┌──

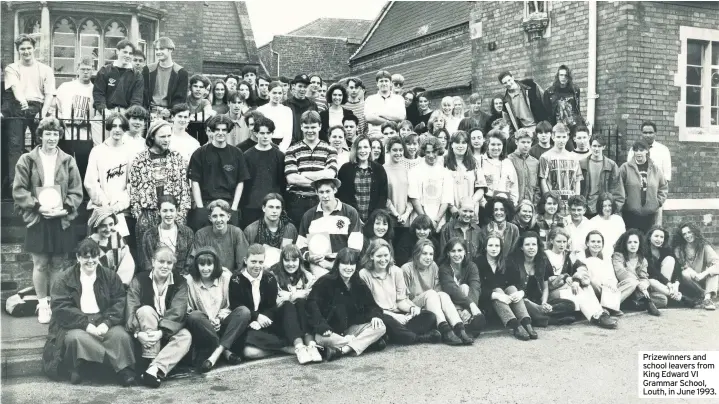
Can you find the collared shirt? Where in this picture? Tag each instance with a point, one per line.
(363, 186)
(301, 158)
(377, 104)
(387, 289)
(88, 300)
(521, 108)
(161, 292)
(255, 282)
(661, 157)
(527, 168)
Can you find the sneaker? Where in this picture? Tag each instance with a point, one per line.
(604, 321)
(303, 356)
(431, 337)
(450, 338)
(314, 353)
(652, 309)
(521, 334)
(44, 314)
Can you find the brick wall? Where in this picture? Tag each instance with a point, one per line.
(326, 56)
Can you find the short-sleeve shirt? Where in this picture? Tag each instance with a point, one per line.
(388, 290)
(301, 158)
(377, 104)
(218, 171)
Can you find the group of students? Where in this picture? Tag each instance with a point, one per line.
(341, 226)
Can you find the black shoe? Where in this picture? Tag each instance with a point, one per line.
(431, 337)
(532, 334)
(450, 338)
(476, 325)
(614, 313)
(521, 334)
(604, 321)
(461, 332)
(150, 380)
(378, 346)
(330, 353)
(652, 309)
(127, 377)
(205, 367)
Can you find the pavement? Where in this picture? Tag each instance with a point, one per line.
(568, 364)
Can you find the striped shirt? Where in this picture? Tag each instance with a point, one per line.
(301, 158)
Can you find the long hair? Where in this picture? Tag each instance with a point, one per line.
(450, 160)
(588, 253)
(621, 245)
(679, 241)
(374, 246)
(288, 253)
(368, 229)
(224, 97)
(418, 248)
(516, 257)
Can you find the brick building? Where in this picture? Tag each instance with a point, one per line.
(322, 46)
(654, 61)
(212, 37)
(427, 42)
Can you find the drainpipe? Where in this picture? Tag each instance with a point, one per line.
(592, 64)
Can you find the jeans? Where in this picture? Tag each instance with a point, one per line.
(406, 334)
(173, 348)
(357, 336)
(206, 338)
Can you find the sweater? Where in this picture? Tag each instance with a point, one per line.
(281, 115)
(117, 87)
(29, 175)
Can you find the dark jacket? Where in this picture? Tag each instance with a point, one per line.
(141, 293)
(176, 88)
(298, 107)
(241, 294)
(469, 277)
(66, 313)
(379, 189)
(532, 93)
(115, 87)
(333, 307)
(325, 117)
(609, 181)
(551, 105)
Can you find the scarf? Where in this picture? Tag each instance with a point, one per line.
(266, 236)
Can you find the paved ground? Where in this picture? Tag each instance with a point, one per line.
(571, 364)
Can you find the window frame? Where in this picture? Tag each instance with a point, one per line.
(705, 132)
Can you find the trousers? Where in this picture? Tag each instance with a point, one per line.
(357, 336)
(116, 347)
(173, 348)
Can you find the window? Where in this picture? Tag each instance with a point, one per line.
(698, 75)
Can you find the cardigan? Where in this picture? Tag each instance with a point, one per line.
(379, 190)
(331, 306)
(450, 284)
(241, 295)
(141, 293)
(29, 175)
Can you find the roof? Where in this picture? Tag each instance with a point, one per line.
(335, 28)
(403, 21)
(440, 71)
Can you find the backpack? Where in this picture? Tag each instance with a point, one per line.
(23, 303)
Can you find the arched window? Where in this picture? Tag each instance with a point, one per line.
(115, 32)
(64, 45)
(90, 41)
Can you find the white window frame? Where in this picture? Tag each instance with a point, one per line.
(706, 132)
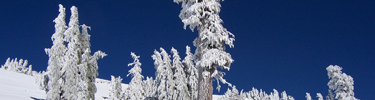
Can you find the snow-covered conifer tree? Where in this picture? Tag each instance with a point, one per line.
(180, 79)
(115, 89)
(320, 97)
(192, 74)
(150, 88)
(308, 97)
(71, 70)
(56, 54)
(135, 88)
(210, 54)
(17, 66)
(340, 83)
(170, 84)
(160, 80)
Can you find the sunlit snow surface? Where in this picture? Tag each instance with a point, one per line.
(17, 86)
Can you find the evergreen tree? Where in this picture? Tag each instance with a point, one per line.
(115, 89)
(180, 79)
(150, 88)
(340, 83)
(56, 54)
(320, 97)
(308, 97)
(71, 70)
(192, 74)
(135, 88)
(210, 54)
(170, 84)
(161, 77)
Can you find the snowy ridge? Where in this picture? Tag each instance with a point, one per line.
(17, 86)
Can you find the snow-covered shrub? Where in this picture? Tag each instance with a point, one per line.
(115, 89)
(341, 83)
(20, 66)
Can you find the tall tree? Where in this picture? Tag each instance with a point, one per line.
(160, 74)
(170, 83)
(135, 88)
(210, 43)
(179, 77)
(340, 83)
(72, 70)
(56, 54)
(192, 74)
(115, 89)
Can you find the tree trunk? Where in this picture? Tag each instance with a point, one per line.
(205, 84)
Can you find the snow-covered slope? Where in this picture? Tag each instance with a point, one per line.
(17, 86)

└──

*What is asked*:
Reproduce the part that opens with the line containing "Can you find the snow-covered slope?" and runs through the end of the rows, request line included, and shift every coordinate in the points by +43.

*Full solution*:
Can you find the snow-covered slope? Where in this picture? Tag each instance with a point, one per line.
(60, 129)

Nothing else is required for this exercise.